▶ EXERCISE REQUIREMENTS: Using the data that follows, return exactly the lines from the one that contains "Find one point per instance of the yellow climbing" through the one that contains "Find one point per instance of the yellow litter", ends included.

↓

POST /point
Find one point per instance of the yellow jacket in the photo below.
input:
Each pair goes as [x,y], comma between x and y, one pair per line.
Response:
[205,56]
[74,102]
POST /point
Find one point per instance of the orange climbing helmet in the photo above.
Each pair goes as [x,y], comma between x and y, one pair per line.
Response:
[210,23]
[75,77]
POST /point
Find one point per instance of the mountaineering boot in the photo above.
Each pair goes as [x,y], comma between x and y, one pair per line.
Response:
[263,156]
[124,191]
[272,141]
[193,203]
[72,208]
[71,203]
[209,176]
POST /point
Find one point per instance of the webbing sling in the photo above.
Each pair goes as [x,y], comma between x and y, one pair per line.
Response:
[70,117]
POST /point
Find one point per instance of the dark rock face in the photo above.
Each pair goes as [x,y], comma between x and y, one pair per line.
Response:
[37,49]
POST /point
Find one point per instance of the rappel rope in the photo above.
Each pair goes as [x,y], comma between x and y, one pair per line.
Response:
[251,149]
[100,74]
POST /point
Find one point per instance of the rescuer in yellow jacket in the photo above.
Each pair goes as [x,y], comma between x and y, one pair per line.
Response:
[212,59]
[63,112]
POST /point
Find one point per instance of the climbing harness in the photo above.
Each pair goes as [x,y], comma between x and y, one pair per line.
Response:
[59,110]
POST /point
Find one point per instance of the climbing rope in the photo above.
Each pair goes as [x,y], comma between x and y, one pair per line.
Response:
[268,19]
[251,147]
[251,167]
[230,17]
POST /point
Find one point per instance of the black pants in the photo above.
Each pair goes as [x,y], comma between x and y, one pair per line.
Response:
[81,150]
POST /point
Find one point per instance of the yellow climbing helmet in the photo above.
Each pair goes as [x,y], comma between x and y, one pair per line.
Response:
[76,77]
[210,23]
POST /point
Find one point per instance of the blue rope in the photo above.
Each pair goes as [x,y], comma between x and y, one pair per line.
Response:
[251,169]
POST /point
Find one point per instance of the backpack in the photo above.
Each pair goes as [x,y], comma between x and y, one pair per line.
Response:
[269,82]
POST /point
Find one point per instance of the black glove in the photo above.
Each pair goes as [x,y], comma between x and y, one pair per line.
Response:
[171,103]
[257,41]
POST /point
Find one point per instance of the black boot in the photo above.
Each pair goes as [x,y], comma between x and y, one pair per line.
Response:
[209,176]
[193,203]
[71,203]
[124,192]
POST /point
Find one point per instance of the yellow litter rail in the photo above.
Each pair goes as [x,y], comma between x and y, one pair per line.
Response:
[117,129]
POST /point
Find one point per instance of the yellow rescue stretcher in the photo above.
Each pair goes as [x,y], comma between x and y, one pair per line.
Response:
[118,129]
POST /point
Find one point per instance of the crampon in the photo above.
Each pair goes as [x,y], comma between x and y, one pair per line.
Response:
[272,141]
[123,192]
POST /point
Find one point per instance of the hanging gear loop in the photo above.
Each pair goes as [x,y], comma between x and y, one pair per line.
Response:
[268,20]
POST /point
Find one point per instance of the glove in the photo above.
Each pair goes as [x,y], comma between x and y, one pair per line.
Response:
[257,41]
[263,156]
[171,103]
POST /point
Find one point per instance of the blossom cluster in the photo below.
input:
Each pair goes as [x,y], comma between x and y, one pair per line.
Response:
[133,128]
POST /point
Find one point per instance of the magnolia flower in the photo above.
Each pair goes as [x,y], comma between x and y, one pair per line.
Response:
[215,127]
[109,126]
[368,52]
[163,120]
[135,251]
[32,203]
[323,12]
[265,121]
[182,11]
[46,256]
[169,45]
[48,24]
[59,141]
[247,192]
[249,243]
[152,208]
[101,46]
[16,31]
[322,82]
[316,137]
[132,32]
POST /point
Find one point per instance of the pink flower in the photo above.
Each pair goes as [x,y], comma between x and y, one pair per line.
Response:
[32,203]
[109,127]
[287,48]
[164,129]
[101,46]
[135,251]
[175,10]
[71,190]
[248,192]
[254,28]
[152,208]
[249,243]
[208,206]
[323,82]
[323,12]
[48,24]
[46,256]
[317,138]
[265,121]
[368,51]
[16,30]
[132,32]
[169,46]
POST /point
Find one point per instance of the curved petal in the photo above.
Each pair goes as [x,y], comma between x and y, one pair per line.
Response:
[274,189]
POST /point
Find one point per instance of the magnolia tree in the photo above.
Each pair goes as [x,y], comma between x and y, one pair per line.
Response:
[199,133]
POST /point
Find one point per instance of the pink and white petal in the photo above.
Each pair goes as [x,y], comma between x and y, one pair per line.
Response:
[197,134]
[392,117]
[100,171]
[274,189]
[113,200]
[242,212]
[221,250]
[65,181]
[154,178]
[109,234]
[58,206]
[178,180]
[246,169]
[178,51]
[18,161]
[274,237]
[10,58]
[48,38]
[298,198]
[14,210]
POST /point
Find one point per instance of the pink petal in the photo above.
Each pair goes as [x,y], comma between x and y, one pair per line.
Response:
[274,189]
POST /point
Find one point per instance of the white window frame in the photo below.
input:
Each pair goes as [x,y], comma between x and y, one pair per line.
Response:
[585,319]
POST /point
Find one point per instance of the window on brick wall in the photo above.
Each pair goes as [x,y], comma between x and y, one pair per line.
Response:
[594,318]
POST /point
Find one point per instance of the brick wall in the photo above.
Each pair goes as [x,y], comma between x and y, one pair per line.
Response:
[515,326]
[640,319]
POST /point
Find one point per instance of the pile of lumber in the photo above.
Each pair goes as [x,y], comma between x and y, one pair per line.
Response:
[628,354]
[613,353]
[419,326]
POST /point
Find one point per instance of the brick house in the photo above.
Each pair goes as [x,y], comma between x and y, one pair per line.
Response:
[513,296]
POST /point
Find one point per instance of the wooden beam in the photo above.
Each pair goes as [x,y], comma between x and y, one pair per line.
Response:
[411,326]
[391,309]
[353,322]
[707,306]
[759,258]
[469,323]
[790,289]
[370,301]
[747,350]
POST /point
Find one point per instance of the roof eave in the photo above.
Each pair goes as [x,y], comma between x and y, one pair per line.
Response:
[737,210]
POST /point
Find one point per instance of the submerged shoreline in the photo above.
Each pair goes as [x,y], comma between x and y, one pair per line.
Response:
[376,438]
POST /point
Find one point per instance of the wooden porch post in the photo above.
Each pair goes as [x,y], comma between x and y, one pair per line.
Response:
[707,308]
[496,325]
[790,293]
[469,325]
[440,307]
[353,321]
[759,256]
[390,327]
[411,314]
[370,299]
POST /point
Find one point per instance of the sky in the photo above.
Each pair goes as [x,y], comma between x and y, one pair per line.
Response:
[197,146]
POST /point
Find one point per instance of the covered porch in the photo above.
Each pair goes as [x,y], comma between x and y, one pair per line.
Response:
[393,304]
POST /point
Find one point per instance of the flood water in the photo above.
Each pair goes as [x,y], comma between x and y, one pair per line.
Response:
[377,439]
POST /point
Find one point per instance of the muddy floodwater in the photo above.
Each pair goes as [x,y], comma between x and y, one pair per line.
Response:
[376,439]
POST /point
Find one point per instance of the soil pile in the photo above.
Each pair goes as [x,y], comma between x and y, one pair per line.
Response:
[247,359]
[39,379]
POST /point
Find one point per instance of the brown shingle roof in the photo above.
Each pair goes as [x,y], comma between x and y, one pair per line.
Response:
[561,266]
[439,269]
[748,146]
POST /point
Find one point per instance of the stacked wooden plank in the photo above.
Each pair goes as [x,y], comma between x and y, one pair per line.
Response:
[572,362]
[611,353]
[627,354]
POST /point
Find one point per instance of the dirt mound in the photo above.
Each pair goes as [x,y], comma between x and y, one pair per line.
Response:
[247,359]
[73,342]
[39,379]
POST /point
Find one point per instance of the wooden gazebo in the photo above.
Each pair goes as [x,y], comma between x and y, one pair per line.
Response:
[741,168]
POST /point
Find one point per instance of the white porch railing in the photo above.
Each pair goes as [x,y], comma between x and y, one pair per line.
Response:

↑

▶ YOUR RESPONSE:
Find one point per instance of the yellow climbing helmet in the photo above.
Each pair goes as [x,y], comma between x and y, one pair per line.
Response:
[76,77]
[210,23]
POST /point
Find one point per instance of the blue rope in the photo above.
Each pair goes as [x,y], comma between x and y, one pair per line.
Response:
[251,169]
POST /point
Find one point per instance of the backpack in the photo above.
Each pair goes as [x,y], comma between x and y, one pair per line.
Response:
[269,82]
POST /point
Find one point per instance of the black glove in the photo above.
Each pair goes as [x,y], comma between x and y, one pair per line.
Response:
[171,103]
[257,41]
POST /point
Find one point per instance of the black boot in the photo above.
Each pair goes as [x,y], comma between x and y, one pair per line.
Response:
[209,176]
[193,203]
[71,203]
[124,192]
POST /point
Find one point per instance of the yellow litter rail in the photo above.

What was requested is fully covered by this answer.